Can you edit the material below so that every "photo" becomes "image", with everything else unchanged and the pictures left out?

### Extracted data:
-- -- --

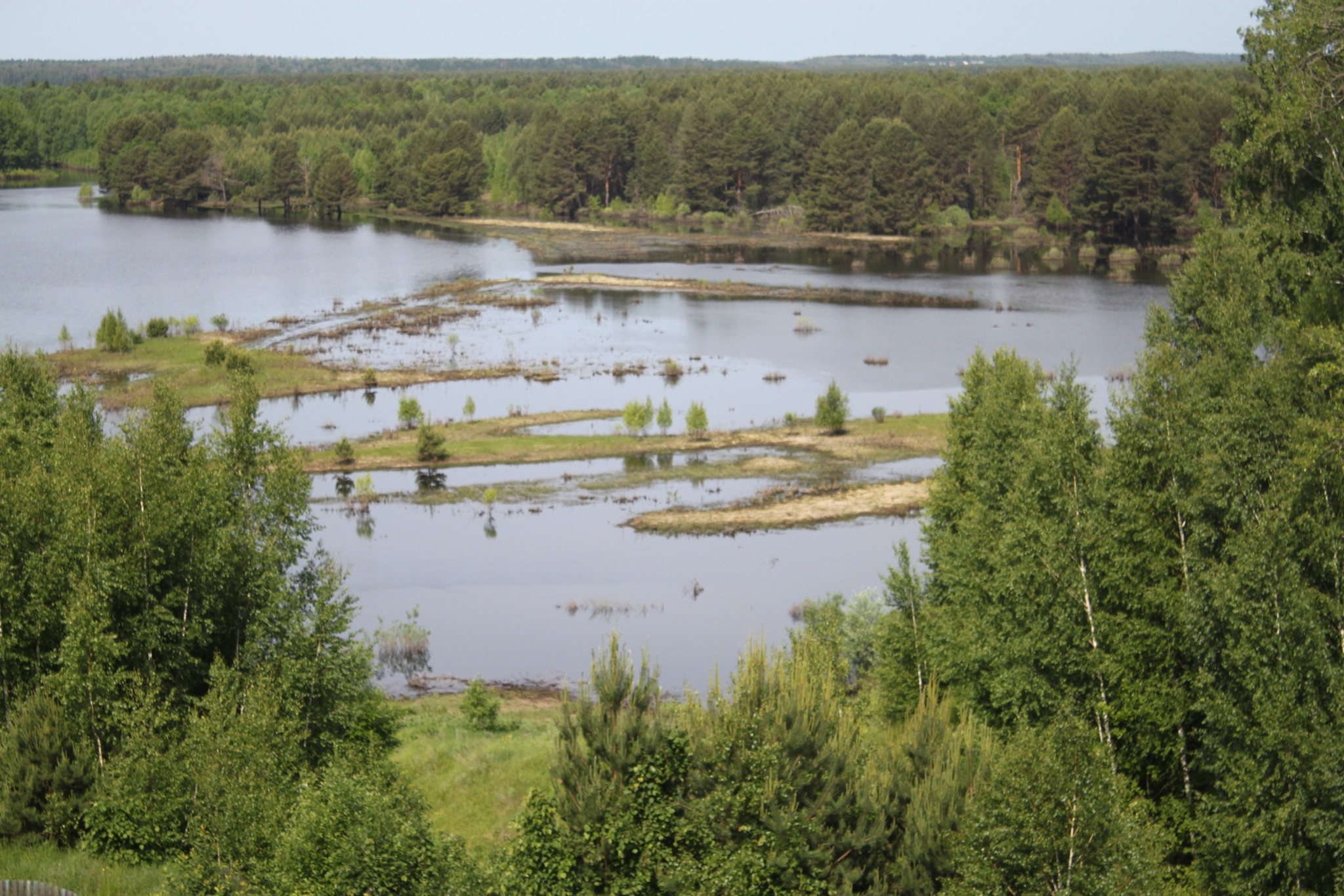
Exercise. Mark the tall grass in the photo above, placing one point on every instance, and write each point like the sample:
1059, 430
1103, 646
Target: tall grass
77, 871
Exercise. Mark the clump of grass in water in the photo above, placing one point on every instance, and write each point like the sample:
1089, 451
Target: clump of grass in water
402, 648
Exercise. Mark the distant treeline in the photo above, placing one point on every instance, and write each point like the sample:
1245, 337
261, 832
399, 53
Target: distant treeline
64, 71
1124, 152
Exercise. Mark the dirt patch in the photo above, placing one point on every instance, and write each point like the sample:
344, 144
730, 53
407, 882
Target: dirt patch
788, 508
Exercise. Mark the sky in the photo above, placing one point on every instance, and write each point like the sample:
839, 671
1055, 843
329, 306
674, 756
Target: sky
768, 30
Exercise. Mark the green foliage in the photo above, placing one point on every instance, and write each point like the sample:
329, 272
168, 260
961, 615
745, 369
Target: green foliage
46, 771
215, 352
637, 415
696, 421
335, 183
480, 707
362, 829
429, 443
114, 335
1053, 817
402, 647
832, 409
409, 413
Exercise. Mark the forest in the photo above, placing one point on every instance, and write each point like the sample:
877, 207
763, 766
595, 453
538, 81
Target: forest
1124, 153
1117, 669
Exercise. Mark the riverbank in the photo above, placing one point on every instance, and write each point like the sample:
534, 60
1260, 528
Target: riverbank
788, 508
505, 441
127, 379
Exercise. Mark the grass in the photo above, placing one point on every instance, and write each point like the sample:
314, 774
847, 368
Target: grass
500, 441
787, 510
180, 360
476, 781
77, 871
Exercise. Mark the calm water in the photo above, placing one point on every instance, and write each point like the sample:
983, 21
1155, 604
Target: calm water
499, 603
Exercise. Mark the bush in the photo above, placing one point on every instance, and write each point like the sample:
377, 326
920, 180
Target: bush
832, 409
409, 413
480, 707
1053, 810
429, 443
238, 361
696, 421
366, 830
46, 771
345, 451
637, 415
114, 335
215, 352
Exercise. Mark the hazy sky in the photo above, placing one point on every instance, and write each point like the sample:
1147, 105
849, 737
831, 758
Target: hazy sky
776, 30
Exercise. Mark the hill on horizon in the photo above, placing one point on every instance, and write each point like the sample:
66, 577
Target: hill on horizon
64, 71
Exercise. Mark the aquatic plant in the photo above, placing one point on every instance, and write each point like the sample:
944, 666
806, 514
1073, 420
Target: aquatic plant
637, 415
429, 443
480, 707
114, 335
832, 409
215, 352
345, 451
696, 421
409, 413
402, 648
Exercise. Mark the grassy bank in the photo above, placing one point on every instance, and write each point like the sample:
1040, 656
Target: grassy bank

-- -- --

### Reply to the task:
Exercise. Mark the tall grass in the image above, placing one point on every instance, and write each point like the sample:
1059, 430
1103, 646
Target: tall grass
77, 871
Exercise. Mark the clump of grass in water in the image above, placing one point on every instance, and write each point like the sample:
1089, 451
Target: clump of grass in water
402, 648
Exercise. Mark the distant treeline in the image above, placing one point on every instance, and write each point like the sample:
1245, 337
261, 832
399, 53
Target: distant treeline
64, 71
1124, 152
Exercise. Mark the dirt patch in the image above, placing one point on every instance, and write each point like the sample:
344, 144
730, 53
407, 882
Target: dirt patch
788, 508
Exercise. Mark the sky in the image above, placing one point on every instance, and write each point like the sample:
839, 671
1055, 843
329, 306
674, 756
Target: sky
768, 30
Exercise. Mark the green foliage in the image above, placing one point on every instance, and write each point like the sample:
329, 272
168, 260
961, 615
745, 369
Target: green foliage
46, 771
215, 352
637, 415
696, 421
335, 183
480, 707
362, 829
429, 443
114, 335
1053, 817
402, 647
832, 409
409, 413
Exercise. Mark the forest in the image above, placing one point on every instance, and write each point like the sample:
877, 207
763, 766
595, 453
538, 81
Target: forest
1124, 153
1117, 669
Exercise. Mark the riverbank in the image above, placing one point on every instance, and write each point like the sample:
534, 60
1260, 528
Target: riverbank
788, 508
505, 441
127, 379
Exercise. Mark the grass in the image above, placing one point on every instance, and write each point like the sample:
314, 774
847, 368
Target: grass
500, 441
787, 510
180, 360
476, 781
77, 871
Exercise. Mark the calm water in the image above, placing one point on every instance, and write each point like the sample:
983, 21
1155, 604
Target: calm water
499, 603
Exercise. Mark the bush in the image above, placing one point on every instance, and write each point like the sample:
377, 326
920, 180
Target: bush
832, 409
409, 413
480, 707
1053, 810
429, 443
238, 361
696, 421
366, 830
46, 771
345, 451
637, 415
114, 335
215, 352
Exercise. Mark the hazy sky in the image above, placing one point on every instance, and write each point like the sample:
1147, 105
849, 737
831, 758
Target: hazy sky
776, 30
Exercise. Mark the hill on horizon in the image above, placing one point on every instance, and write each point like the sample:
66, 577
Target: hill on horizon
64, 71
Exercise. Mark the aquatic plant in the image above, placing one point on every instance, and write each point like the sample:
944, 666
806, 514
1073, 420
Target: aquatic plant
637, 415
429, 443
480, 707
114, 335
832, 409
215, 352
345, 451
696, 421
409, 413
402, 648
Exercise. Mark the grassy bank in the image above, placing one point on every instance, and write each point like the sample:
1040, 656
Target: grassy bank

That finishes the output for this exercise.